__Exercise objective__:
Your answer must be an exact transcription of the data, with every picture omitted.

__Given data__:
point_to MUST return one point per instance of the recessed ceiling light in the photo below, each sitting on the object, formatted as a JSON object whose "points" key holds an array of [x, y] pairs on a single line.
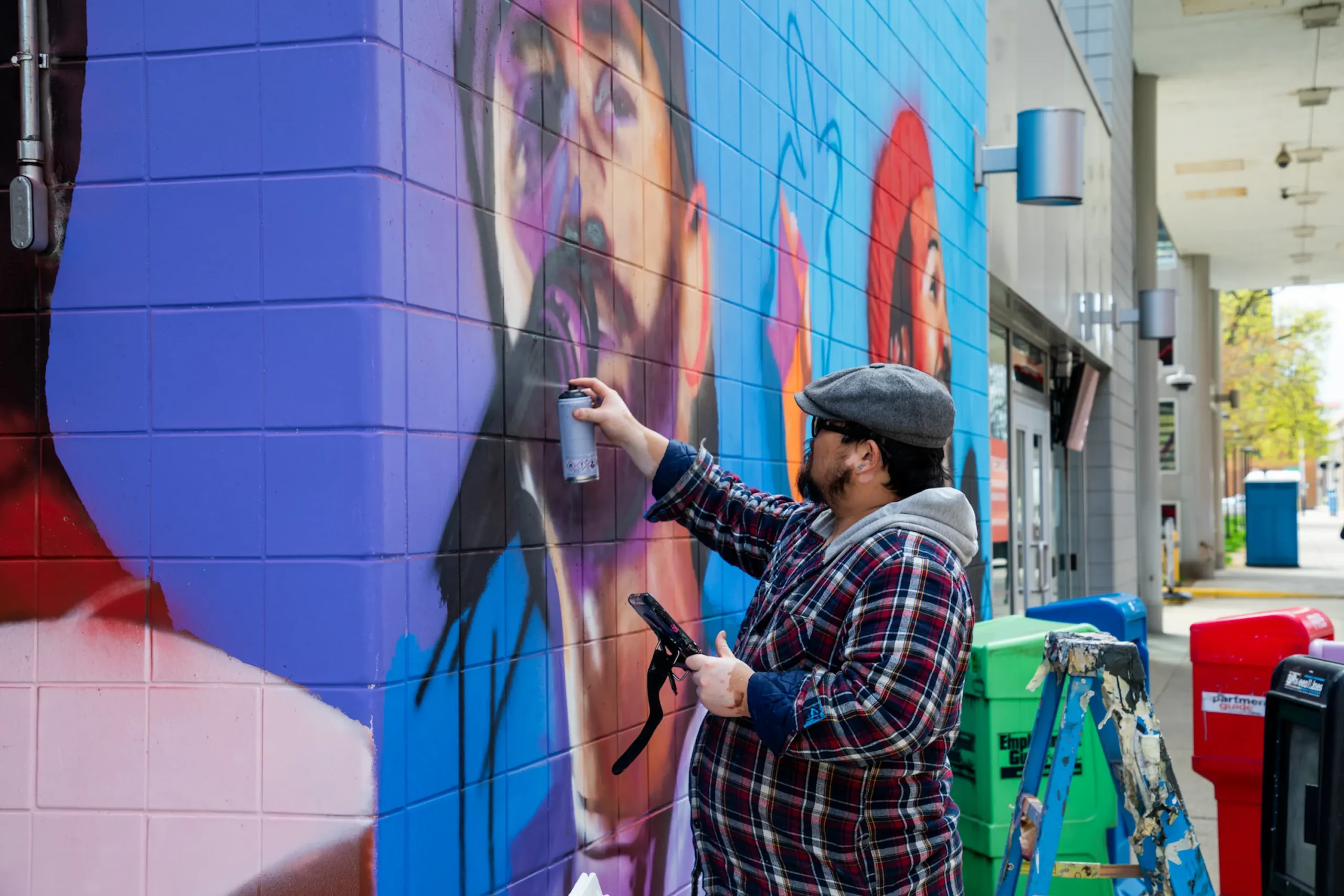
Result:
{"points": [[1201, 7], [1314, 96], [1210, 167], [1221, 193], [1323, 15]]}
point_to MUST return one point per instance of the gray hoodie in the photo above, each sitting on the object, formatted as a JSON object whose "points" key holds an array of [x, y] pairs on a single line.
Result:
{"points": [[941, 513]]}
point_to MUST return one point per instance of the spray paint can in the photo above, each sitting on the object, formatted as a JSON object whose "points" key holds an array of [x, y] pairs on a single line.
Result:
{"points": [[579, 440]]}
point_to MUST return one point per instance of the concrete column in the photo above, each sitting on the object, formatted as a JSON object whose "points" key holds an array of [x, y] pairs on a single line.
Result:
{"points": [[1195, 416], [1147, 530]]}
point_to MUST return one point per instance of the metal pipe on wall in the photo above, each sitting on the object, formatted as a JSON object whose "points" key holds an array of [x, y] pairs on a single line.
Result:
{"points": [[1148, 480], [29, 201]]}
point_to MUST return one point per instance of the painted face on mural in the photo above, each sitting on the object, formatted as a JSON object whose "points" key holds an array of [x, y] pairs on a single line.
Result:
{"points": [[908, 299], [930, 342], [593, 245]]}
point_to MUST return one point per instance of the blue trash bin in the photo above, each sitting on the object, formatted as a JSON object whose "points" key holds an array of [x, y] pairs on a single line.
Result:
{"points": [[1272, 519], [1121, 616], [1124, 617]]}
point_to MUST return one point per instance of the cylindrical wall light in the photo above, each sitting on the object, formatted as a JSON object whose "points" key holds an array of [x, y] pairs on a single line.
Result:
{"points": [[1158, 313], [1049, 157]]}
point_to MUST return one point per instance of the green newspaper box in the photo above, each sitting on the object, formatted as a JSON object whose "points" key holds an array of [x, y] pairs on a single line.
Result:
{"points": [[987, 761]]}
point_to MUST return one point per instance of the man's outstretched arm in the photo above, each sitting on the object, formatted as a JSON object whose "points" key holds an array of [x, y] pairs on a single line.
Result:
{"points": [[740, 523]]}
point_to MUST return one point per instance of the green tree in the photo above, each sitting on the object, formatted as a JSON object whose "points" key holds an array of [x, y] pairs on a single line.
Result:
{"points": [[1273, 361]]}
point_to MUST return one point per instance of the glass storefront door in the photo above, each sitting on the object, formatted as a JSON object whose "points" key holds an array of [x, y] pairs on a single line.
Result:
{"points": [[1034, 579]]}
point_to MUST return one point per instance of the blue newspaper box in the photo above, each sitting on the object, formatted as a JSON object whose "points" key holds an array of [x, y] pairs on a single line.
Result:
{"points": [[1121, 616], [1272, 519]]}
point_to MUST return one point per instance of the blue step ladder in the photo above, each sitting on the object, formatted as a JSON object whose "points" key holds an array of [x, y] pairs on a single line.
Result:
{"points": [[1093, 671]]}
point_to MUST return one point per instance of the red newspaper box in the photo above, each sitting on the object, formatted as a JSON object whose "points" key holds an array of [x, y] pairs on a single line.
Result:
{"points": [[1233, 662]]}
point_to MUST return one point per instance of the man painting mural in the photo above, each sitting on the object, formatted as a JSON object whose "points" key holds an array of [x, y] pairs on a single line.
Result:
{"points": [[594, 254]]}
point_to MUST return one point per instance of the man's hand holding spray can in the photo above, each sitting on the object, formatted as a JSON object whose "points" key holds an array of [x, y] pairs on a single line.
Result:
{"points": [[589, 402], [579, 440]]}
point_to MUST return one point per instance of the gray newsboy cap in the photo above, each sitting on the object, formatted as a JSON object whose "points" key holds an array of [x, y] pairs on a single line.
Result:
{"points": [[890, 399]]}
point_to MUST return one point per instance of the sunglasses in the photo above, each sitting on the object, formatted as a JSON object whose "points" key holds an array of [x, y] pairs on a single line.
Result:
{"points": [[843, 428]]}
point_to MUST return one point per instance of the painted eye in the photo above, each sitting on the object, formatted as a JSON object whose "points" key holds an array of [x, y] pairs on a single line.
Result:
{"points": [[612, 100]]}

__Result of the exercise__:
point_to MUST return one point per instance of the recessed ceiling light in the photo below, each sitting on the object, formatted as a JSON object whose "points" key holds an array of [x, y] pairs on a single line.
Result:
{"points": [[1201, 7], [1314, 96], [1210, 167], [1221, 193], [1323, 15]]}
point_to MUST return one point per instance of the gray hoodie in the photo above, each sitting on the object, formatted as a JSON object whose "points" key holds an array of [x, y] pairs on a single line.
Result:
{"points": [[941, 513]]}
point_to MUST return one point per instance of the spray paint can in the photo above, each sitting on the object, formatted as a JSON object whose "points" key holds an array of [x, y] pairs on a single line.
Result:
{"points": [[579, 440]]}
point_to MUST return one point per instance of the concrete column in the photo above, each sitting on the object, formatted as a JSON object whose "points" key holds an array of [x, y] pairs on a single line.
Result:
{"points": [[1195, 416], [1147, 530]]}
point_to MUST return one point per instance of the metal pipe on wall in the photo above, each sitting on the object, formatted as a JSON object whose "points" key holds an array of [x, y] pairs on a single line.
Result:
{"points": [[1148, 480], [29, 201]]}
point_to MUST return one point per instance of the painted face on mural in the photo above, each sitting on the object, formatted as a JSON object whose "points" key holds an array of [x, y] pairs on a single line.
Result:
{"points": [[908, 299], [930, 342], [593, 245]]}
point_to MUST return one point per instance of the blue trash bin in the photo above, each sitting on the object, formatted as a JSON object whose "points" key holds an array of [x, y] pairs on a single line.
Result:
{"points": [[1272, 519], [1121, 616], [1124, 617]]}
point_to MUST return one point per instance of the cylindrical wall light in the photo above, each sitting on the object, formatted as a JSON object whose "points" key holds an array of [x, y] pairs on a single line.
Result:
{"points": [[1158, 313], [1049, 157]]}
point_to MUST return one point per instance of the green newspaper box in the photo above, each sitting on the object, formatted as a JSON object whose "points" key holds an array of [x, y] pairs on a single line.
Result:
{"points": [[987, 761]]}
point_to MUST return one point per instance of the man's outstretched arm in the photo above, each sitting on the object, formatted as a JSON object whose "points" key holds an array of [x, y] pairs on a single line.
Result:
{"points": [[740, 523]]}
point_to MUST return one point per instance of the green tree in the photo above, each sitting on the object, formatted as a JSON object whose "points" key holds an array of [x, y] pairs on a single line.
Result:
{"points": [[1273, 361]]}
point_to MUST return one point per instance of the glass storefront door in the photo above, each sitting on the object, formatted as a JSON object whose "points" key holds an array of [x, y] pairs on a single line.
Result:
{"points": [[1034, 579]]}
point_to MUST return one point per instance of the blue newspaper box in the photo above, each sitting on the object, formatted as a JSON object whose "points" key holds an array of [x, y] pairs on a single line.
Result:
{"points": [[1121, 616], [1272, 519]]}
point_to MUST return one point per instance of the blue step ladder in the photo above, each sitting on the object, formatted as a JSON object whose "points" key holds an array of [x, y] pairs on a single line.
Result:
{"points": [[1093, 671]]}
point_to MUST return one point per instance of the red newspaper box in the photo above, each sitting on the object, formatted as a JSON object whose "points" key holds an array of [x, y] pairs on a single line.
Result:
{"points": [[1233, 662]]}
point_to MUST return one point per instance of the man painting mural in the photo above, each sitting on the object, formatted as a JSON object whose "points" key holds an array of [x, y] pairs on a single line.
Result:
{"points": [[594, 254]]}
point_to MUST return one point per instance of the man's hand holding spray can in the photo above, each sitting on the object, formatted as a JSON object whose "points" key holds an array of [x, y] pairs on a single line.
Result:
{"points": [[589, 402], [579, 440]]}
point_to MUST return one point per instance of the gray newsboy cap in the photo above, each sitting on the object, formatted as a JSON object whose "points" key holds an array of [x, y] pairs on a single line.
Result:
{"points": [[890, 399]]}
point_to MUST return one point per instance of the sunglasses in the photo above, each sitting on the object, formatted as a JSON object whose "points" key holds an array of [x, y] pairs on a single line.
Result:
{"points": [[843, 428]]}
point_to MUST return one point per instance of the painted eye in the photo above, each sitting on the object, formatted as a JSON object whose "points" key holds an array of [x, y] pairs on a single line.
Result:
{"points": [[612, 100]]}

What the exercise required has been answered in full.